Work to complete »
In the theater review, why does the opening of the second act of Glengarry Glen Ross count as a sight joke? Answer in one to three sentences.

Text under study »
********

There's no plot to speak of; you're basically looking at life
on another planet and trying to figure out how things work.
I'm sure it would be a boring overextended joke if badly
played but Gregory has coaxed lucid and daring performances
out of a terrific bunch of actors -- Gerry Bamann as the jowly
workadaddy and Yuk-Yuk, the clown who cohabits his body, that
good actress Mary McDonnell in a surprise comic turn,
Catherine Coray, Michael Riney, and eleven-year-old
scene-stealer Alyssa Jayne Milano. Adrianne Lobel's set has a
mind of its own, and Susan Hilferty's costumes -- a panic of
stripes -- is especially witty. If you're up for seeing
something you've never seen before in the theater, this is it.
A comedy about the real estate business would have to be about
getting screwed, so it's no wonder that practically every
other word in David Mamet's Glengarry Glen Ross (at the
Golden Theater) is fuck. Fuck this, fuck that, fuck him, fuck
you. And in macho America -- the milieu for almost all Mamet's
plays, whether they're specifically set in a Chicago pawnshop,
a Merchant Marines ship on Lake Superior, or a New York subway
-- getting fucked means losing your manhood. Glengarry Glen
Ross is a wicked comedy about emasculation.
The play begins with three scenes in a Chinese restaurant. A
senior salesman is getting screwed by the mild-mannered office
manager who's giving him shitty "leads" -- names of
prospective real estate buyers, or rather suckers for the
clearly less than first-rate plots in Florida being peddled
out of this storefront office. A pissed-off salesman tries to
talk a nebbishy colleague into screwing the bosses by
burglarizing the office, stealing their list of leads, and
selling them t a competitor. The star salesman, passing
himself off as just another loud-mouthed stranger at the next
table, greases up the orifice of his next prospective
customer.
These intertwined tales play themselves out the next morning
in the grimy, concrete-lined real estate office itself, which
has indeed been broken into. (The opening of the second act is
a wonderful sight joke. This inside job was no discreet
maneuver -- the plate glass window has been smashed, file
folders are strewn everywhere, and even the phones have been
stolen!) The beleaguered old salesman arrives triumphant from
a big sale, which he describes in terms approaching religious
conversion if not group sex, and announces, "I've got my
balls back." The customer who'd been railroaded into a
sale at the Chinese restaurant comes crawling in on his wife's
orders to cancel the deal, whimpering with all the guilt of an
unsuccessful consumer (and deballed husband), "I don't
have the power...to negotiate." The big-mouthed salesman
tries to flimflam the schmuck into thinking he has time before
his check clears the bank, but the office manager, trying to
be helpful (or is he?), steps in and blows the scam. "You
fucking cunt," screams the humiliated salesman after the
would-be victim has slithered away. The final act of
emasculation occurs when the office manager informs the
reballed old man that the people he'd closed the deal with
were known wackos whose checks had been rubber for years.

********

Data »
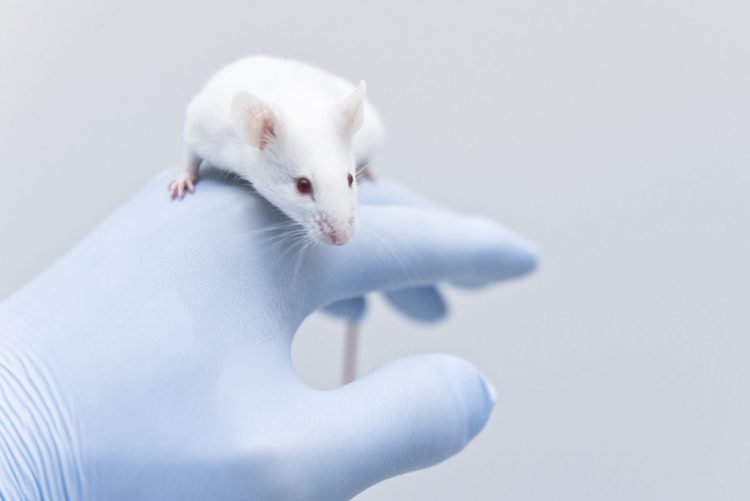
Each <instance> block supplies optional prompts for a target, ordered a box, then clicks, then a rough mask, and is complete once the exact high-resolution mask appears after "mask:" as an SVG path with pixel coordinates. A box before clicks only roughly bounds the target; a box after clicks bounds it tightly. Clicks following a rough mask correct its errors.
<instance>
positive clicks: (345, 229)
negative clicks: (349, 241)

********

Exercise response »
The office break-in is an inside job, yet it was no discreet maneuver. The plate glass window has been smashed, file folders are strewn everywhere, and even the phones have been stolen.